-- START OF Data listing --

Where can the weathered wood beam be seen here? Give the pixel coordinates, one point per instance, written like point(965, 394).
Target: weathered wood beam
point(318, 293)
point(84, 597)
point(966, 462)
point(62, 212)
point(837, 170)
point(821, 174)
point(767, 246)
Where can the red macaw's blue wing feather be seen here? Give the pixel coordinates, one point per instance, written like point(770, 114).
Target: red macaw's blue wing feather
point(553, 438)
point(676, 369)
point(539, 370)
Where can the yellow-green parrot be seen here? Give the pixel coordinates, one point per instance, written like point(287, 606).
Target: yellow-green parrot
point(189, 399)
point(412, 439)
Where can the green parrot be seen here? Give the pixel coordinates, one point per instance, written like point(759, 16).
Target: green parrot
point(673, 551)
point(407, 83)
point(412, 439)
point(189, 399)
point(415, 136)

-- END OF Data listing --

-- Instruction --
Rewrite everything from the line containing "Where can the yellow-green" down to the end of the records, replacing "pixel coordinates" with "image coordinates" and changing nothing else.

-- Result --
Where can the yellow-green parrot be seen here? Give the image coordinates, one point per instance, written like point(287, 606).
Target: yellow-green parrot
point(189, 399)
point(412, 439)
Where can the green parrot be seen here? Give the image coordinates, one point per instance, written like point(759, 16).
Target: green parrot
point(673, 551)
point(407, 83)
point(412, 439)
point(189, 399)
point(415, 136)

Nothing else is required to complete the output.